→ Problem requirements:
Copy out each of the rows below unchanged.

→ Material shown:

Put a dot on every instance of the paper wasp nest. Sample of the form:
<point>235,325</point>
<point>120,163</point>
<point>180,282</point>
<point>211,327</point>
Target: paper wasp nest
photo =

→ Expected answer:
Put a dot on every instance of the paper wasp nest. Sample of the form:
<point>235,325</point>
<point>120,163</point>
<point>180,282</point>
<point>211,327</point>
Target: paper wasp nest
photo =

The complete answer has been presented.